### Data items
================
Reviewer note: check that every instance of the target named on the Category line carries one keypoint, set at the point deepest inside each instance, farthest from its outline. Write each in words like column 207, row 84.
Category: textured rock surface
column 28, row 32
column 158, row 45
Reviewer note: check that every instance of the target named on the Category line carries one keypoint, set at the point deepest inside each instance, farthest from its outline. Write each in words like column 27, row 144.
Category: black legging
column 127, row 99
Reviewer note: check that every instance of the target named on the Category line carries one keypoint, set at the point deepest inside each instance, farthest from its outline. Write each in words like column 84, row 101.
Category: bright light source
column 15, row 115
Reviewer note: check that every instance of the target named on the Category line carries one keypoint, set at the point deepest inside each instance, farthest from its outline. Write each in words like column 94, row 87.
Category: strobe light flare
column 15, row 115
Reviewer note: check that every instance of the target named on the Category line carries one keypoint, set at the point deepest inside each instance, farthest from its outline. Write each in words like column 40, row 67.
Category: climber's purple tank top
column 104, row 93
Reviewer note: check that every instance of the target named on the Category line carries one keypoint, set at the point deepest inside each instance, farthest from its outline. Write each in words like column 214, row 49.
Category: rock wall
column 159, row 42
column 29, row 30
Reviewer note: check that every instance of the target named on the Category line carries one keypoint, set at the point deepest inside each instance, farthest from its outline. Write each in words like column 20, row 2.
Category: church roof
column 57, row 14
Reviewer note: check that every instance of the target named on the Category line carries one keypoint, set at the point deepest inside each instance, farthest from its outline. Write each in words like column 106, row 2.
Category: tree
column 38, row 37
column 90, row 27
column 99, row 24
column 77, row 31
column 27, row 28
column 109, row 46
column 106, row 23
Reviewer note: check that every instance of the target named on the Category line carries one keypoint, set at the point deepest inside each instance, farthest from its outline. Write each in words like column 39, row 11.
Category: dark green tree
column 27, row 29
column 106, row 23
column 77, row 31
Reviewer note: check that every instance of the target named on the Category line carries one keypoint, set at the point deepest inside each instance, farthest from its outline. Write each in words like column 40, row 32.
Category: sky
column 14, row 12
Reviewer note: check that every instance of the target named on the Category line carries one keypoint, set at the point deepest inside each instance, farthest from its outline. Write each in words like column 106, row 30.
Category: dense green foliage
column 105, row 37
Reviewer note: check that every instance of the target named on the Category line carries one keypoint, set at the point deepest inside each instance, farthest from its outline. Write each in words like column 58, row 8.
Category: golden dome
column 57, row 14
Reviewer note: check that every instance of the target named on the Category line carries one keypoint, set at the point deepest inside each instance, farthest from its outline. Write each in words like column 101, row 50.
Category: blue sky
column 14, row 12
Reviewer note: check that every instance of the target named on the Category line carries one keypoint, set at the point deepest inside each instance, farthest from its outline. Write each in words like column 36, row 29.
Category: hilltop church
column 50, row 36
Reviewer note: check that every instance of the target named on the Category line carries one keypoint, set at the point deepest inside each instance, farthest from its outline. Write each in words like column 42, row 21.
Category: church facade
================
### Goal of the exercise
Rewrite the rows above with "Reviewer note" switched to "Annotator note" everywhere it occurs, keeping every other part unchanged.

### Response to the task
Annotator note: check that every instance of the target named on the Category line carries one keypoint, set at the point deepest inside each instance, farthest from its outline. Write each in words like column 207, row 84.
Category: textured rock surface
column 28, row 32
column 158, row 45
Annotator note: check that every instance of the target named on the Category line carries one keypoint, set at the point deepest inside each instance, farthest from its outline. Write each in words like column 27, row 144.
Category: black legging
column 127, row 99
Annotator note: check that every instance of the target named on the Category line carries one keypoint, set at the point deepest inside each instance, farthest from its outline. Write each in words like column 84, row 101.
Category: bright light source
column 15, row 115
Annotator note: check that every instance of the target named on the Category line carries one keypoint, set at the point deepest inside each instance, farthest from its outline. Write each in words like column 94, row 87.
Category: strobe light flare
column 15, row 115
Annotator note: check that every instance of the target named on the Category line carries one keypoint, set at the point deepest inside each instance, farthest from its outline. Write each in words like column 40, row 67.
Category: climber's purple tank top
column 104, row 93
Annotator note: check that every instance of the target named on the Category line carries one keypoint, set at the point deepest inside each instance, farthest from its outline. Write each in words like column 214, row 49.
Category: rock wall
column 159, row 42
column 29, row 30
Annotator note: check that every instance of the target named on the Category line carries one keypoint, set at the point deepest inside each instance, farthest from its outline. Write each in words like column 20, row 2.
Category: church roof
column 57, row 14
Annotator note: check that every instance of the target named on the Category line carries one keypoint, set at the point deepest inside each instance, farthest from its outline. Write each in words like column 106, row 2.
Category: tree
column 38, row 37
column 90, row 27
column 99, row 24
column 77, row 31
column 27, row 28
column 109, row 46
column 106, row 23
Annotator note: check that every instance of the target named on the Category line carries one keypoint, set at the point deepest inside each instance, farthest from its outline. Write each in words like column 39, row 11.
Category: dark green tree
column 27, row 29
column 106, row 23
column 77, row 31
Annotator note: check that every instance of the target named on the Category line carries one keypoint, set at the point deepest inside each instance, farthest from its outline. Write each in words like column 40, row 32.
Category: sky
column 14, row 12
Annotator note: check that every instance of the target named on the Category line carries one keypoint, set at the point deepest inside each instance, farthest from its outline. Write each in words like column 106, row 30.
Category: dense green foliage
column 105, row 37
Annotator note: check that every instance of the target named on the Category line carries one keypoint, set at the point deepest inside each instance, farthest from its outline. Write each in words like column 58, row 8.
Category: golden dome
column 57, row 14
Annotator note: check that every instance of the target named on the Category line carries one keypoint, set at the point deepest inside each instance, farthest from its outline. Write each in words like column 101, row 50.
Category: blue sky
column 14, row 12
Annotator note: check that every instance of the target named on the Category line carries one keypoint, set at the point deepest inside each instance, farthest from its outline. Write each in words like column 36, row 29.
Category: hilltop church
column 50, row 36
Annotator note: check that every instance of the target named on the Category line carries one keypoint, set at the point deepest inside each instance, farthest from its outline. Write each in words like column 42, row 21.
Category: church facade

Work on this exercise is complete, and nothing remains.